Data items
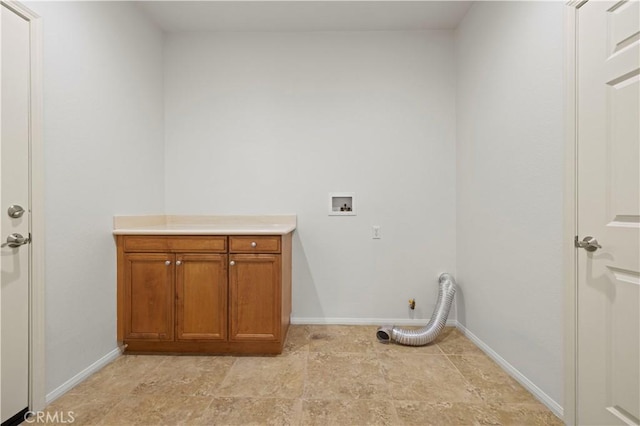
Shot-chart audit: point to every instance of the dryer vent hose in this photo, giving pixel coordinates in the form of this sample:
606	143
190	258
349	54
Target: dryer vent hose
428	333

Work to be completed
Only the text of the records belongs in the answer; reproduce it verbatim, with no pictures.

Result below
Shot-chart audit: point to every instance of the dryer vent hose in this photo, giving pixel coordinates in the form of this sample:
606	143
190	258
349	54
Target: dryer vent hose
428	333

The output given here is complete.